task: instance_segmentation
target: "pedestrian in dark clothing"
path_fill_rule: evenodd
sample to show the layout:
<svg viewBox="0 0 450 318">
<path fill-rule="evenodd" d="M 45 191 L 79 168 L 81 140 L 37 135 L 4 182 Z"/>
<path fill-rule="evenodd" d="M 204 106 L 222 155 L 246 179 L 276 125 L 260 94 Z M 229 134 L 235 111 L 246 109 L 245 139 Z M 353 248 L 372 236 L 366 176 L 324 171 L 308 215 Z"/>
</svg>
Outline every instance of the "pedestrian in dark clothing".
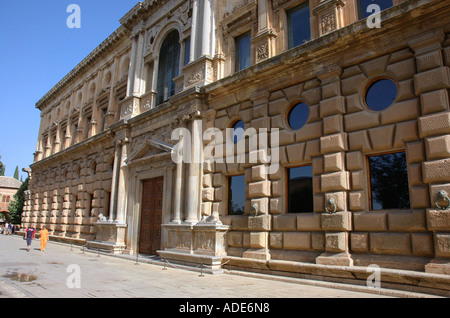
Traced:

———

» PROBLEM:
Write out all of the lines above as a numbered list, skipping any blank lines. Leave the pictures out of your answer.

» ANSWER TO THE TASK:
1. task: instance_segmentation
2. target: "pedestrian in dark clothing"
3. path_fill_rule: evenodd
4. sample to show the layout:
5. <svg viewBox="0 0 450 318">
6. <path fill-rule="evenodd" d="M 45 191 L 79 168 L 81 140 L 37 135 L 4 182 Z"/>
7. <path fill-rule="evenodd" d="M 204 106 L 222 155 L 246 179 L 276 125 L 260 94 Z M 229 134 L 235 111 L 246 109 L 245 139 Z M 353 248 L 372 236 L 366 176 L 324 171 L 308 215 Z"/>
8. </svg>
9. Outline every instance of the "pedestrian in dark clothing".
10. Traced:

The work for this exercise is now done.